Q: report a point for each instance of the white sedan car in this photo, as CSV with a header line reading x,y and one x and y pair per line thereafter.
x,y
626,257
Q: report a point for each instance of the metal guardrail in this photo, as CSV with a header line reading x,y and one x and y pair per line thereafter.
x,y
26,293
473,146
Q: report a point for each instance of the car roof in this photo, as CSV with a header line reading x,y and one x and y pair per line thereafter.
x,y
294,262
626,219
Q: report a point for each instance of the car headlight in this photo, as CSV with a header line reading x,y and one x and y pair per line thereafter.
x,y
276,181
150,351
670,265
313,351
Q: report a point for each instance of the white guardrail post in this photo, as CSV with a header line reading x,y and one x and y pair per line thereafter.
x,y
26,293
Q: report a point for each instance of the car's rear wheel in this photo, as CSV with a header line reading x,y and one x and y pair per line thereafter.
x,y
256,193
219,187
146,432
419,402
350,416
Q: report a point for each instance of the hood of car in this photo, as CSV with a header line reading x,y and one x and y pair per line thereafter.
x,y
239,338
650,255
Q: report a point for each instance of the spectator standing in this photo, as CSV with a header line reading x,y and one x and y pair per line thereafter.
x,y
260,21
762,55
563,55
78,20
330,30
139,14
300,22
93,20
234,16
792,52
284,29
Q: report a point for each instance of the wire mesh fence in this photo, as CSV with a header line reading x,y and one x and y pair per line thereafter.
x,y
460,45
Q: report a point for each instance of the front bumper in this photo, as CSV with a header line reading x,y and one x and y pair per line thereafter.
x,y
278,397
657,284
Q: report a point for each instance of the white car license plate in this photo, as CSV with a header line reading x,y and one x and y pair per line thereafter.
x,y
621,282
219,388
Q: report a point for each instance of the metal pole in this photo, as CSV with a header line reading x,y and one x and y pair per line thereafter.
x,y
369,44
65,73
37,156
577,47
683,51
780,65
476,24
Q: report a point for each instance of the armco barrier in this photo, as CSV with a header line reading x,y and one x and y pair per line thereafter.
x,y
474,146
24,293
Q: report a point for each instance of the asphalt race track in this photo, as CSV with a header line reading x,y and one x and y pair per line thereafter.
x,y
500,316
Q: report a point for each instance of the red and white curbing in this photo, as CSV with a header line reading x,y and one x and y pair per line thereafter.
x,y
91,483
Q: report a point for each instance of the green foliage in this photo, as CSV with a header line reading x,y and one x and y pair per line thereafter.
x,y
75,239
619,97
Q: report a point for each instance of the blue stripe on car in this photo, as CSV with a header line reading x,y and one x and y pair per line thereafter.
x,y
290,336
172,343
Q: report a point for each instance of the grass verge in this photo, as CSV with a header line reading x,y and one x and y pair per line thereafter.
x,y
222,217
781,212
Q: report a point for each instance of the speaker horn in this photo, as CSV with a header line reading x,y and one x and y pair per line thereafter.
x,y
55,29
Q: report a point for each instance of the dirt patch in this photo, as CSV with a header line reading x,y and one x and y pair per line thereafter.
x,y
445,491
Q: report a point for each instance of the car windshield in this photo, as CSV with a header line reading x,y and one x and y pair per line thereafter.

====

Goal: From the line containing "Q: report a point for each instance of the front" through the final line of the listing above, retype every line exactly; leave out everything else.

Task answer:
Q: report a point for each instance of the front bumper in this photo, as CSV with a header line reading x,y and one x and y pair per line thereafter.
x,y
278,397
657,284
Q: report a point for each instance of the white car license plate in this photo, as CSV with a header line reading x,y and one x and y pair per line thereafter.
x,y
621,282
219,388
Q: report a point for each instance of the metal pole in this photo, as CSV with a header line reading x,y and one x and y pair per line thereafter.
x,y
369,44
65,73
37,156
577,47
683,51
780,65
476,24
Q: report a point for each instance of the armco barrier in this photo, as CSV with a header line reading x,y and one x and y pair per line thereafter.
x,y
474,146
24,293
Q: report a point for each instance of the asphalt race track in this photo, as CSV with a header line reading x,y and one x and y pair per line thereafter.
x,y
500,316
Q: report a point for each instance of the red and white curbing in this photo, as CSV with a header line reading x,y and one x and y pair per line thereafter.
x,y
91,483
Q: report a point for each instance of the green foliage in this photo, as CSV with a header line reading x,y and one x and y pair per line thereafter.
x,y
75,239
619,97
Q: report a point for each instance of the blue stripe on car in this photo, as CSV with a header line reading x,y and one x and y pair per line thereafter.
x,y
290,336
172,343
Q: report a point for each instance of the grass verge in this photo, as CSV with a header line reading x,y and one x and y pair per line thereafter.
x,y
222,217
781,212
Q: report a point for each instance of the speaker horn in this photo, as CSV with a header line reading x,y and one x and y pair per line thereafter.
x,y
55,29
Q: report a point for each instance of the dirt patch in this photo, as CSV with a header line reading x,y and one x and y pair per line thereafter.
x,y
445,491
Q: report a point for each instance of the car windshield in this photo, as CSV with a header line reading x,y and one x and y pair per line thereafter.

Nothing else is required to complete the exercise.